> [WHAT THE TASK ASKS]: In two sentences, summarize the passage below on flood exposure and social vulnerability.

> [QUOTED TEXT]:
******

The spatial relationship between flood exposure and social vulnerability has often been studied using integrated analysis. Integrated studies develop and combine geospatial layers of multiple dimensions (e.g., physical, social, ecological) of natural hazards (Burton and Cutter 2008; Tate et al. 2010; Emrich and Cutter 2011; Rahman et al. 2016) to identify places with high multivariate vulnerability and their leading drivers. For example, Finch et al. (2010) combined map layers of tract-level social vulnerability and remotely sensed flood depths from Hurricane Katrina. They used the resulting bivariate map to assess correlation with the rate of recovery. In a similar vein, Koks et al. (2015) combined GIS layers of 50-meter flood hazard, parcel-scale exposure, and social vulnerability, and applied spatial statistics to examine the degree of clustering. Integrated studies are well suited for analyzing and visualizing the spatially varying linkages among physical and social dimensions of vulnerability to hazards. Conceptually, integrated approaches are germane to hazards analysis because the relative effect of exposure on places depends upon relative levels of susceptibility (Luers 2005).

Maps of bivariate spatial distributions are an increasingly common output of integrated geospatial analysis. But if the goal is to locate coincident extremes that are also spatially nonrandom, cluster mapping using Local Indicators of Spatial Association (LISA) can be applied. LISA measures spatial autocorrelation, the degree to which values at one place are similar to those in surrounding areas. LISA statistics can be computed in both univariate and bivariate modes to map statistically significant clusters of phenomena of interest. Previous research has applied univariate LISA statistics to study spatial autocorrelation in social vulnerability (Cutter and Finch 2008; Koks et al. 2015; Armas and Gavris 2016; Frigerio et al. 2018). More rare is the use of bivariate LISA for multidimensional exploration of social vulnerability and natural hazard (e.g., Gaither et al. 2015).

3 Data and methods

Figure 1 outlines the three methodological components of the analysis: construct a social vulnerability index, estimate population flood exposure, and conduct exploratory spatial analysis. We began by constructing a social vulnerability index for CONUS using demographic variables at the census tract scale. Then, using dasymetric mapping techniques, we calculated a tract-level measure of population flood exposure: percent habitable flooded area in each census tract. Finally, using the social vulnerability index and exposure measures, we applied bivariate LISA to map spatial clusters of extremes of flood exposure and surrounding social vulnerability.

Fig. 1
figure 1

Spatial analysis flowchart

3.1 Social vulnerability index

We derived variables related to social, economic, and demographic parameters from the 2012–2016 release of the American Community Survey (ACS), for each census tract in the CONUS (n = 71,901). The ACS data were used to build an indicator set of 29 variables (Table 1) drawn from the latest incarnation of the Social Vulnerability Index (SoVI) (HVRI 2015), using the Vulnerability Mapping and Analysis Platform (UCF 2020). Most of the variables have a positive relationship with social vulnerability, i.e., they increase in value with increasing vulnerability. The few variables that have an inverse conceptual or empirical relationship with social vulnerability are bolded in Table 1.

******

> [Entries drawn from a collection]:
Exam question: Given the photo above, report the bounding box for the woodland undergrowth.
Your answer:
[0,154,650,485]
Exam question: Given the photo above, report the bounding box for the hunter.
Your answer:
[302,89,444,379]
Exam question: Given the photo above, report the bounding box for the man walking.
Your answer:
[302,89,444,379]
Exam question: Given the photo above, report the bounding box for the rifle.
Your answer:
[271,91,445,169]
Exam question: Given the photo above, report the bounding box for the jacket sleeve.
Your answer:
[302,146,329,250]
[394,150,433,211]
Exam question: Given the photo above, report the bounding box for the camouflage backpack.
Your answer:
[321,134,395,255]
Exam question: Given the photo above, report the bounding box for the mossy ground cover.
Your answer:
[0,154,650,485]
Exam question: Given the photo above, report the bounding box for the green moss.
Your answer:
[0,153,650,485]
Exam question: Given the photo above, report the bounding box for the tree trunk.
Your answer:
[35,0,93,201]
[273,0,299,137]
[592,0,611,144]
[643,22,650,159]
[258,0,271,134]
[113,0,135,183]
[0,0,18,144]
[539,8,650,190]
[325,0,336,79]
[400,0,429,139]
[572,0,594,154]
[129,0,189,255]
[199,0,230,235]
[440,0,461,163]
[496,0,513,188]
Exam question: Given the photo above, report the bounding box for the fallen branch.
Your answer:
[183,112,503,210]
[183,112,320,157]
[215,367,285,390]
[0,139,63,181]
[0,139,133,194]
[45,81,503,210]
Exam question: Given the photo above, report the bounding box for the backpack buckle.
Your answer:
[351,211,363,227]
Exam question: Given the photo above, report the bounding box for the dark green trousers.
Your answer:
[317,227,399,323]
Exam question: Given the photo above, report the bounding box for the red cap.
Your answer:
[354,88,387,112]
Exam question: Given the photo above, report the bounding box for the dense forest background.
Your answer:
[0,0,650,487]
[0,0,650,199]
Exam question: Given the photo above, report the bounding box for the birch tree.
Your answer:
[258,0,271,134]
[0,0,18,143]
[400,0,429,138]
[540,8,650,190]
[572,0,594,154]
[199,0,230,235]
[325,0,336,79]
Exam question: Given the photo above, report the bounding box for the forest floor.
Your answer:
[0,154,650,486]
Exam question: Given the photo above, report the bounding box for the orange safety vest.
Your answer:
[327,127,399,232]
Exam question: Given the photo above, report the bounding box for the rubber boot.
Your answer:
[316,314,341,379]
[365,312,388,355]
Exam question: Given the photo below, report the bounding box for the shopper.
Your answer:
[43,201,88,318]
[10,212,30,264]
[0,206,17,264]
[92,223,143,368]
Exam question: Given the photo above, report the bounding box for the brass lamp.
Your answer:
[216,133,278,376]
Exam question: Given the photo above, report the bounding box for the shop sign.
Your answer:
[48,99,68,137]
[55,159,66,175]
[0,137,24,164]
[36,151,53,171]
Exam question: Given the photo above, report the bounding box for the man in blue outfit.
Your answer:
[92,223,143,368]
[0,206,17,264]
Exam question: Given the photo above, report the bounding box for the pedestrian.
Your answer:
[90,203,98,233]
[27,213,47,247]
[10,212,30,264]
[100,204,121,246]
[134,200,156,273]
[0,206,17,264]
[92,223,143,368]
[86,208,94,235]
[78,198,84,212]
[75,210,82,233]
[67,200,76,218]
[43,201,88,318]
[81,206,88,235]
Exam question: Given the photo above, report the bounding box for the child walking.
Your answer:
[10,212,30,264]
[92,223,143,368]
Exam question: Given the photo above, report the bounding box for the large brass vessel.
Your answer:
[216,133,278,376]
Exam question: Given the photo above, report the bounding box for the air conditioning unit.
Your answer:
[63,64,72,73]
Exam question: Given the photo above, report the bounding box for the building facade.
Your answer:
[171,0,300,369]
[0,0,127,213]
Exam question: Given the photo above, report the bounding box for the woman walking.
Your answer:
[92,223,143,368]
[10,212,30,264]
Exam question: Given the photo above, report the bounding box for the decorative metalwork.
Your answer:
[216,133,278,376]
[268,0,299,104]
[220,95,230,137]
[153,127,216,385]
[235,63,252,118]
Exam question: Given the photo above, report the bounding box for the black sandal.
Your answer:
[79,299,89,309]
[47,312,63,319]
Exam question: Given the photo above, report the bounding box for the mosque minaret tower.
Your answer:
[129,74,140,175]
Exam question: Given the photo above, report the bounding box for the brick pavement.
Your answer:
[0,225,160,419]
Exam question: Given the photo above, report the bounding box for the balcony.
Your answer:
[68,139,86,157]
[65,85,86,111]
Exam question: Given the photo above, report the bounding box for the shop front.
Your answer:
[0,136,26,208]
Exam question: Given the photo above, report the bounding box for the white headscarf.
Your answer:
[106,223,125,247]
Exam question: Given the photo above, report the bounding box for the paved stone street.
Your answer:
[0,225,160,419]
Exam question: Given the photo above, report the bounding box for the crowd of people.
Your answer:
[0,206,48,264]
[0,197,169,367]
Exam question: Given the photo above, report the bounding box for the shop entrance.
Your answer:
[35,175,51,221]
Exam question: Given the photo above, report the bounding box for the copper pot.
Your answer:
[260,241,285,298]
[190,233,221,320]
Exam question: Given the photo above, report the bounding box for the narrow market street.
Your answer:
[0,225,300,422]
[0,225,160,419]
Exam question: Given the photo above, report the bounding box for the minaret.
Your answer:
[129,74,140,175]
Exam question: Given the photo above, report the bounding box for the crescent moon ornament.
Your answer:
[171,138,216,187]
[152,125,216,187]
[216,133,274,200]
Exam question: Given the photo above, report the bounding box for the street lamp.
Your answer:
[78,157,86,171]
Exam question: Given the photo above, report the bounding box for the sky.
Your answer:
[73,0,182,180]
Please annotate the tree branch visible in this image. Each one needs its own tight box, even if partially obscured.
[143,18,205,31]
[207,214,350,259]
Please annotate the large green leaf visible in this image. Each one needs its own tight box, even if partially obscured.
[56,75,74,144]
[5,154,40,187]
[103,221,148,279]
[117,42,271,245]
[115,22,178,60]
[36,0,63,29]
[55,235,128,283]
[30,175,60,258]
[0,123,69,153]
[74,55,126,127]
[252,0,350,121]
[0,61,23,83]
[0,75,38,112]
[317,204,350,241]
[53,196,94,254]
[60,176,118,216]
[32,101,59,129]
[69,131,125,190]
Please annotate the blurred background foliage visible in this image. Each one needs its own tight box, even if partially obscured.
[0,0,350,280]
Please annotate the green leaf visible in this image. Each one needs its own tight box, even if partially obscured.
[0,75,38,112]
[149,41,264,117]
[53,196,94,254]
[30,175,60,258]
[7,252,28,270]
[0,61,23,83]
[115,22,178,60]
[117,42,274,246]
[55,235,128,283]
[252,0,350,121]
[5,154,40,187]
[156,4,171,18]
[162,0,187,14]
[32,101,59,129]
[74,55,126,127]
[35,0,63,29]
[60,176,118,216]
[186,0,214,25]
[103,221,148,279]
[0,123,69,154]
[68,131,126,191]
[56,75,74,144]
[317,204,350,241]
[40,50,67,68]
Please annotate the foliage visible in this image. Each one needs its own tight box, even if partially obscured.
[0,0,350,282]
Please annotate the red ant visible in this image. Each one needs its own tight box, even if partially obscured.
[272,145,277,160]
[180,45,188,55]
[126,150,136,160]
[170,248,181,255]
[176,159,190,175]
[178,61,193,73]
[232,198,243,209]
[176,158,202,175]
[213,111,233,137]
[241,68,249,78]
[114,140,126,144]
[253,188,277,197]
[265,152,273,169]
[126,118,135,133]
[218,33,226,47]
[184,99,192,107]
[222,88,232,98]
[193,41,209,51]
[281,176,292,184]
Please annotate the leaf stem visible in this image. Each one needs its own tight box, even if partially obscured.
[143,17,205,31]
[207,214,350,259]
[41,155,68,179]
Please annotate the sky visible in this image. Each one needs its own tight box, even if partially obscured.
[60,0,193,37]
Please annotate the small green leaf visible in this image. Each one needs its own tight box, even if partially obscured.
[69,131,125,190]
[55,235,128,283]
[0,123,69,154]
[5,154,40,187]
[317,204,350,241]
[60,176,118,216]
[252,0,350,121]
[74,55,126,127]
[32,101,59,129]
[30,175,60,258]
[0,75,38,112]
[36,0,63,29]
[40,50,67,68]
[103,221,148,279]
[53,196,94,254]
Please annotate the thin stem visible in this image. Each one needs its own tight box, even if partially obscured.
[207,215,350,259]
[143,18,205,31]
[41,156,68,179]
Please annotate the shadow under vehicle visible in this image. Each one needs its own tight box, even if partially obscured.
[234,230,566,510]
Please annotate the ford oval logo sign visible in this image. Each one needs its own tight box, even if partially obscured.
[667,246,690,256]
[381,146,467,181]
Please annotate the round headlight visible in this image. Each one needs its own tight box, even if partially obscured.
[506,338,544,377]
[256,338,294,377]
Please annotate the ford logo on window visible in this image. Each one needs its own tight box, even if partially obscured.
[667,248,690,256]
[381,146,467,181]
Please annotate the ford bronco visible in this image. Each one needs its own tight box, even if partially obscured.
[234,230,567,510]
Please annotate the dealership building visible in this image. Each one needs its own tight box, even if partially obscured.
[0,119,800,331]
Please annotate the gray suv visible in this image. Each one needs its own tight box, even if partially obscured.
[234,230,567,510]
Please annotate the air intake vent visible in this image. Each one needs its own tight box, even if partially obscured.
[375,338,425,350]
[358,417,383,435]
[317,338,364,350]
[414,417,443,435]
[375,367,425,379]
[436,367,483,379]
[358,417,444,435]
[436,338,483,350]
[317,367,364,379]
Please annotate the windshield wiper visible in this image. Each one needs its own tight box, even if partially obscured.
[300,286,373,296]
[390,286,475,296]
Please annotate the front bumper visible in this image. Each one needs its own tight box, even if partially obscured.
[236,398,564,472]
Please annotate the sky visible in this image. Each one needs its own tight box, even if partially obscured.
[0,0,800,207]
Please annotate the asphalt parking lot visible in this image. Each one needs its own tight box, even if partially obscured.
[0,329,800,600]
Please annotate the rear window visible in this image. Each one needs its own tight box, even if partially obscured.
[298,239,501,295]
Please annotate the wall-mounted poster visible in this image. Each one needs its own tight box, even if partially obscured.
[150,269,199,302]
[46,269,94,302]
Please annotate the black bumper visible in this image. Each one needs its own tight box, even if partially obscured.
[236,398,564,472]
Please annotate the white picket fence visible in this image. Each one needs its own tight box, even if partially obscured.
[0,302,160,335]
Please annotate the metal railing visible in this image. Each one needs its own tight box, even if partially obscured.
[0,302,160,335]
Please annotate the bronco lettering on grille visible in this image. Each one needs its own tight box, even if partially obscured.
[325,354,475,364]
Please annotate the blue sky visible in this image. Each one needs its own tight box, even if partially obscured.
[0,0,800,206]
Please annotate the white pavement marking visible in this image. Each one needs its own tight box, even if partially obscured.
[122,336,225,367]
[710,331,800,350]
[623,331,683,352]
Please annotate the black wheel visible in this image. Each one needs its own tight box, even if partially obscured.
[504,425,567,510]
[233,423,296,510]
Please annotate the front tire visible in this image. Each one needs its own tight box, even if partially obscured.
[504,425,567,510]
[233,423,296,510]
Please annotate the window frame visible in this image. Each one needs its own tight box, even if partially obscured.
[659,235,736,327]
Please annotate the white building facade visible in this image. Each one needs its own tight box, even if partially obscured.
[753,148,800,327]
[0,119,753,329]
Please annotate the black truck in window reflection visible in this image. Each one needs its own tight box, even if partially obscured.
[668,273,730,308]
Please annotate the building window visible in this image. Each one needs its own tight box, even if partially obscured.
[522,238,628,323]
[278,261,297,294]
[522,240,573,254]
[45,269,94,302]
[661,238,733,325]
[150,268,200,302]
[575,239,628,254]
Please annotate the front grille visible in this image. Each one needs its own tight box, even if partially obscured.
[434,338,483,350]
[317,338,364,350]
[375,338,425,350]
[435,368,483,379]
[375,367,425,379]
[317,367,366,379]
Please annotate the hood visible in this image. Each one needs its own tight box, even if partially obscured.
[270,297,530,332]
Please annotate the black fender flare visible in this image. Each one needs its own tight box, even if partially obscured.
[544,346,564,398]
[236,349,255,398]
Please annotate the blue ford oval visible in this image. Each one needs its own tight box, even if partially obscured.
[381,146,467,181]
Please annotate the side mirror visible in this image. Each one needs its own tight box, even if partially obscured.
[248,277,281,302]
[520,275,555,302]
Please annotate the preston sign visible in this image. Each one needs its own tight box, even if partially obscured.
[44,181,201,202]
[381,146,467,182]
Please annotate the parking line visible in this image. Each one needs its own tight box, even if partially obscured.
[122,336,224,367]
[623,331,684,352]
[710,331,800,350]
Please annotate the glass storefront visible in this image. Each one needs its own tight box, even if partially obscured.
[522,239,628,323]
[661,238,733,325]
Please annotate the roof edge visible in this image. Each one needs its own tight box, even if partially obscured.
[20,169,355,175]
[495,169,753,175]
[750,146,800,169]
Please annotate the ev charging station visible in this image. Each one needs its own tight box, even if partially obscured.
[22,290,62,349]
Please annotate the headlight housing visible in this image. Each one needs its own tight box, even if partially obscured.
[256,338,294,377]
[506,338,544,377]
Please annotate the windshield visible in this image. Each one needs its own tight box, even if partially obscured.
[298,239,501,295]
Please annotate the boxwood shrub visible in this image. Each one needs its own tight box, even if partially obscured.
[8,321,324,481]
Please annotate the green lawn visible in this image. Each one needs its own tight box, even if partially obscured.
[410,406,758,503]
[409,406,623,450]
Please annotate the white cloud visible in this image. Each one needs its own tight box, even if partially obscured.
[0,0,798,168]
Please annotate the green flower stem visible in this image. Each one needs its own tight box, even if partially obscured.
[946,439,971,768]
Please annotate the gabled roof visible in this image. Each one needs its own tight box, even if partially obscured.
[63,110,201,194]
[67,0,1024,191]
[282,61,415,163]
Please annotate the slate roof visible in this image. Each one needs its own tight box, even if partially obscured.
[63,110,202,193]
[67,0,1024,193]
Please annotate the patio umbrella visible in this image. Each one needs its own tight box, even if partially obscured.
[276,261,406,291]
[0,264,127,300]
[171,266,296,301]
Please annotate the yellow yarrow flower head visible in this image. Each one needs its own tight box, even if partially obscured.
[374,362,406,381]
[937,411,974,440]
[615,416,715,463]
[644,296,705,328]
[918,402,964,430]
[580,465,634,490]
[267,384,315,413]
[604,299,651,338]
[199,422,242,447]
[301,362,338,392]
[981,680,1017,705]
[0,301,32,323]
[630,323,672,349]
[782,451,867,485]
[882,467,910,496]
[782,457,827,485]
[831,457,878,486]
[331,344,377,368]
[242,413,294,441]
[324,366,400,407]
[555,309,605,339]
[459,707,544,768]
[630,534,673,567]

******

> [ANSWER TO THIS PROBLEM]: Integrated studies combine geospatial layers of several dimensions of natural hazards to identify places with high multivariate vulnerability, and while univariate LISA statistics have been used to study spatial autocorrelation in social vulnerability, bivariate LISA has rarely been applied to social vulnerability and natural hazard together. The analysis builds a tract-level social vulnerability index for CONUS from 29 American Community Survey variables, uses dasymetric mapping to calculate the percent habitable flooded area in each census tract, and applies bivariate LISA to map clusters of extreme flood exposure and surrounding social vulnerability.